• **Task requirements**: Copy the records below verbatim, starting at the line that contains "fence rail, like" and continuing through the end of the records. Leave the pictures out of your copy.

## BEGIN Input for this task

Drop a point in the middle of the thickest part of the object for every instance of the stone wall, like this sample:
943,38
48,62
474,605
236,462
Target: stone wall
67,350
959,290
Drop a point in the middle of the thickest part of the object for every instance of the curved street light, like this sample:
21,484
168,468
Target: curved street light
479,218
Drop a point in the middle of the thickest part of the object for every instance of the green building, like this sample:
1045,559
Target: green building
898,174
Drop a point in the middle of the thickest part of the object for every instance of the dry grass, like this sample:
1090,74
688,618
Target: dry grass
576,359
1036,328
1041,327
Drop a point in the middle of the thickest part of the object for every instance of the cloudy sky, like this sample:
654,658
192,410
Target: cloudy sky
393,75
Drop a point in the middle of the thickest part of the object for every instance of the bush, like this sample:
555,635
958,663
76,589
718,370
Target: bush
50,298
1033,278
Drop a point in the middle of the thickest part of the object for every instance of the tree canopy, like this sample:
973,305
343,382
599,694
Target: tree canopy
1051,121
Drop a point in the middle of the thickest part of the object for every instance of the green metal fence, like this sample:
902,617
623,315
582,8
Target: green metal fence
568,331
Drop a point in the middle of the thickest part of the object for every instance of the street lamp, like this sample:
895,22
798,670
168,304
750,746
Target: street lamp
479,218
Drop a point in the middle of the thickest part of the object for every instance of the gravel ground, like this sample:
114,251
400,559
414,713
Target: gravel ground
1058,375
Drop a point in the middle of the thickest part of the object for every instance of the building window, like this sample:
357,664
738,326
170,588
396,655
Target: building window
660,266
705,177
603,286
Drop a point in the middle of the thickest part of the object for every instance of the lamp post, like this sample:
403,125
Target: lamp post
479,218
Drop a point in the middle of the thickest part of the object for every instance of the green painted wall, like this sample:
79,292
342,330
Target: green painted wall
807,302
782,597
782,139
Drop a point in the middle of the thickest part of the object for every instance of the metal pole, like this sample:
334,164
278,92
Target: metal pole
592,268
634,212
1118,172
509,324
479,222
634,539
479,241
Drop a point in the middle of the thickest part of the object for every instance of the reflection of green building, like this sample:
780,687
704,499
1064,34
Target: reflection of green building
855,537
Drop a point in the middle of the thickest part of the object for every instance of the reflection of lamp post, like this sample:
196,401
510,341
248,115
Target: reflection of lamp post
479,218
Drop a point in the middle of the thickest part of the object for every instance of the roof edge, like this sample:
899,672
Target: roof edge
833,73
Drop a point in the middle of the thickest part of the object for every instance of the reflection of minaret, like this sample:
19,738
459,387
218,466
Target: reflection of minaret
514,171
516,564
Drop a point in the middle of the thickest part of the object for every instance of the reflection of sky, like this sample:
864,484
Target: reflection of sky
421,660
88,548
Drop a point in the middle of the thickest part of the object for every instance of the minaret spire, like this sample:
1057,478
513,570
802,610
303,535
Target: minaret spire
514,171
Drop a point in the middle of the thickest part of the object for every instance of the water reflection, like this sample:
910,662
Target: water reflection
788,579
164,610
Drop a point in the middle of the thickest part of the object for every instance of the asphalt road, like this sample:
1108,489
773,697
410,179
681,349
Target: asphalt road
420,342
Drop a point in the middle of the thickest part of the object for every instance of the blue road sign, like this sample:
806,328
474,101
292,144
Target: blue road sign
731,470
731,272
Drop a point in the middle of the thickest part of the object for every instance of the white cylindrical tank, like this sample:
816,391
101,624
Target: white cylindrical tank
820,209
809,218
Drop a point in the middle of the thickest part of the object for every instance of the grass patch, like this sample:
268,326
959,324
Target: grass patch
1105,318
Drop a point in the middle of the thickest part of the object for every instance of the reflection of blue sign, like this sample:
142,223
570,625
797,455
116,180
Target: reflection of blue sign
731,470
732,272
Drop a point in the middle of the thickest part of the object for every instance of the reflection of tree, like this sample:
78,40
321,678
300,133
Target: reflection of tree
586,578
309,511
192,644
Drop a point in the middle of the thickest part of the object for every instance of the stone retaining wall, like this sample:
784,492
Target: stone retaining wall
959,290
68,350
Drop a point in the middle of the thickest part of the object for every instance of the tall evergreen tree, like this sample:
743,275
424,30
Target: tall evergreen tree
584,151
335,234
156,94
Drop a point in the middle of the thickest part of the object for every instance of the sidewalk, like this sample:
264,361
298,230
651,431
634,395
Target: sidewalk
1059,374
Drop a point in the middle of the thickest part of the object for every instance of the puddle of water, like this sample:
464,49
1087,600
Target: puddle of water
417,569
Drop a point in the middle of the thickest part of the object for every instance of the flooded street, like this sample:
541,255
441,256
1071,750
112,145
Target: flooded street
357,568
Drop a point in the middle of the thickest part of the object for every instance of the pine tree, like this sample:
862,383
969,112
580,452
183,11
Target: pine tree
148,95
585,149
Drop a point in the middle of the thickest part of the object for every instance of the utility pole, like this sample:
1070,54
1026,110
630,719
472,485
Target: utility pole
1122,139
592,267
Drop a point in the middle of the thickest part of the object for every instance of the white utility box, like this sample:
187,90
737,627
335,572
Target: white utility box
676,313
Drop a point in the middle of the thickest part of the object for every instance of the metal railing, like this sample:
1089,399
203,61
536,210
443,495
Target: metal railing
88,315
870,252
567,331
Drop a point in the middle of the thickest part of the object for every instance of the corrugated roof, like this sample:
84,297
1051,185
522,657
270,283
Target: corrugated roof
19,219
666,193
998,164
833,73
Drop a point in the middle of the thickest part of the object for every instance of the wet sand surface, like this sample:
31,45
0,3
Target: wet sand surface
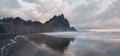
49,45
32,45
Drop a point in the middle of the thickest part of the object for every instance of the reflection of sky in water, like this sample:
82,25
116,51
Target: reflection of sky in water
84,44
93,44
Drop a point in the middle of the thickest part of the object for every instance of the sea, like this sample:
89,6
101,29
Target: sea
82,43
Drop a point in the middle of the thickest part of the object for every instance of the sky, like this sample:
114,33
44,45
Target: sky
80,13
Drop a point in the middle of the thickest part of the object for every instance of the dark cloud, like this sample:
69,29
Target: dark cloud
30,1
9,4
83,12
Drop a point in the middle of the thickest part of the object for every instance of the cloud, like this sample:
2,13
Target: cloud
9,4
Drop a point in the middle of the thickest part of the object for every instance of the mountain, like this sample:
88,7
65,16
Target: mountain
18,25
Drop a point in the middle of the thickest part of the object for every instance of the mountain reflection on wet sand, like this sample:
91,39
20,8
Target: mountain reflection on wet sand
46,45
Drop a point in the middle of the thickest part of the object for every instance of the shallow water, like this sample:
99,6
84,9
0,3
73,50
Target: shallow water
62,44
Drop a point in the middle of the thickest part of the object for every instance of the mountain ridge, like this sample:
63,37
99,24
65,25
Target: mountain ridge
18,25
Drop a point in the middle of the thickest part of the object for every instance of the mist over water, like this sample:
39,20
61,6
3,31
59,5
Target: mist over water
83,43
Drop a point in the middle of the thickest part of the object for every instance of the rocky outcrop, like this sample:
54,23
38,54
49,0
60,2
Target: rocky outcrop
58,23
18,25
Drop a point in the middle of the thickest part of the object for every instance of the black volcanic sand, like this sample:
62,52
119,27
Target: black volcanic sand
32,45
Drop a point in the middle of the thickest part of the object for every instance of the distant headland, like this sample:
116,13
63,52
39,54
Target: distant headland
18,25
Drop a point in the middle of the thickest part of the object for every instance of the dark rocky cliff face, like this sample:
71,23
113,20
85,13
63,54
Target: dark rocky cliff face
18,25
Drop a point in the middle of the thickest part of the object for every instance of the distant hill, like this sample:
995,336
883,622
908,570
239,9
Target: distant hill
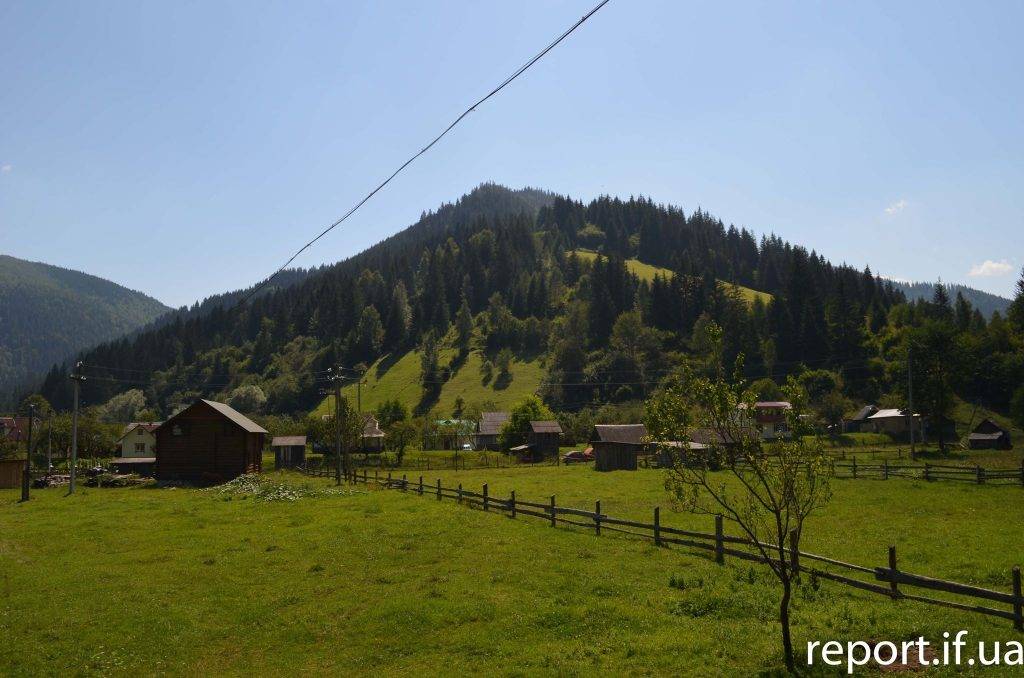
983,301
47,313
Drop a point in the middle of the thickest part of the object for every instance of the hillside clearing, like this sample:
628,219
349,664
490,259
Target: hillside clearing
647,272
386,380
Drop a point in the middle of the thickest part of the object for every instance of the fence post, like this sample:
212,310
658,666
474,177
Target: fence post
794,552
719,543
893,586
1018,600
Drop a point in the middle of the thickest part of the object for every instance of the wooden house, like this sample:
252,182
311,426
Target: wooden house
208,442
989,435
617,446
289,451
489,428
544,437
859,422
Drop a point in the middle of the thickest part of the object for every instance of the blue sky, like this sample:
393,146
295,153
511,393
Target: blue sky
186,149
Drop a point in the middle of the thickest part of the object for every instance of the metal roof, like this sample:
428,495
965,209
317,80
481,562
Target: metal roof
491,422
227,412
545,427
289,441
632,433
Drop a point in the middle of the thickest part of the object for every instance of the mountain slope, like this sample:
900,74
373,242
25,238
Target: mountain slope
498,261
48,312
985,302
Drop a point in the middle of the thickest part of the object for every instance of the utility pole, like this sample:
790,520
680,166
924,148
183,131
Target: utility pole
77,378
27,473
909,388
335,378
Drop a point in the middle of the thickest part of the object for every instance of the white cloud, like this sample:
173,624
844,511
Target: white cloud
896,207
989,268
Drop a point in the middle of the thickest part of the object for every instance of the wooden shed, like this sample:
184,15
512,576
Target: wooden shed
10,472
289,451
208,442
544,437
989,435
617,446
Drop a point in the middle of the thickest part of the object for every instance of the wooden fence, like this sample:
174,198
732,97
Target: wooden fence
889,580
886,470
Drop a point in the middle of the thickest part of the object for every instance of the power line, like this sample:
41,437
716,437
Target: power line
522,69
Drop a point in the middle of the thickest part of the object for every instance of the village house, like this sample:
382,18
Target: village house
989,435
373,436
769,418
895,423
488,429
859,422
616,447
289,451
15,429
208,442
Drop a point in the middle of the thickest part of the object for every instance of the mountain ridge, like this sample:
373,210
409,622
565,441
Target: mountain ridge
48,312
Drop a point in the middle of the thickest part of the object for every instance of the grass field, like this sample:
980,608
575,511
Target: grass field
399,380
646,271
125,582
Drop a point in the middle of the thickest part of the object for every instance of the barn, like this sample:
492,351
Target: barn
544,437
208,442
617,446
289,451
989,435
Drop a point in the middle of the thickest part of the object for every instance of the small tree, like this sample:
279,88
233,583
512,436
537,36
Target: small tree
248,398
399,436
123,407
767,490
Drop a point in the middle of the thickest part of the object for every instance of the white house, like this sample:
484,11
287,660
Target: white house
138,440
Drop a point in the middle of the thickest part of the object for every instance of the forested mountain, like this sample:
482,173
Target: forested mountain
498,272
985,302
48,312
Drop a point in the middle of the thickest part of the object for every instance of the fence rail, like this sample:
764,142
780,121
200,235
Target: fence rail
889,581
884,470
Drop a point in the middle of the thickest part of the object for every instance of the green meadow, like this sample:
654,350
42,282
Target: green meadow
128,582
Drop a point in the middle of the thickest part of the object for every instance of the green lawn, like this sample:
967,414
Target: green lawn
399,380
129,582
646,271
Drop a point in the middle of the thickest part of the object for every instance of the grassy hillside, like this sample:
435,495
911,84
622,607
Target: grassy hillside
48,312
186,582
399,379
646,271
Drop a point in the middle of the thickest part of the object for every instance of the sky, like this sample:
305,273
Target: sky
187,149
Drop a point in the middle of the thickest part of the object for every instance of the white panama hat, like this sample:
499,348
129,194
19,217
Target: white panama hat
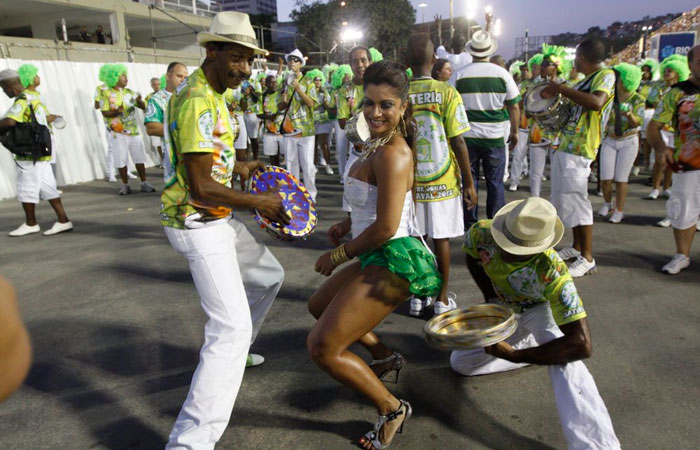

## END Input for this task

• **Written response**:
Drop a point in the middle of the thickest part of the object for every instance of the fence rail, like this sample:
764,142
780,121
200,235
Target: fence rail
889,581
884,470
Drop a point in the middle of the thickest part of the object for every instance of the green meadow, like this sample:
654,350
42,282
Target: green meadow
128,582
Drop a point in the middle of the thickest part of the object for every instance of the green lawn, like this sample:
967,414
Target: green lawn
399,380
129,582
646,271
Drop a point in the middle of the thickest part of the object for every instance of the grassy hillside, like this sample:
435,495
911,84
622,607
Target: grassy hillside
48,312
186,582
399,379
646,271
Drop a point in the middle of the thickest part of the object for every instance of the sky, like this sample:
305,273
Target: sky
187,149
Drop a point in the middle of the thickest part of the object for every instance of the white panama hat, like this sample:
499,348
129,194
19,217
Target: white panama hat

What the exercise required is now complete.